What you return must match the records below exactly, down to each character.
——————————
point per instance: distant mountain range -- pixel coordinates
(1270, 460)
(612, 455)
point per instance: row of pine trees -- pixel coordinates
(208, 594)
——————————
▸ Result below
point per instance: distant mountain range -- pixel coordinates
(1270, 460)
(612, 455)
point per instance: row of pine trees -- pixel coordinates
(208, 594)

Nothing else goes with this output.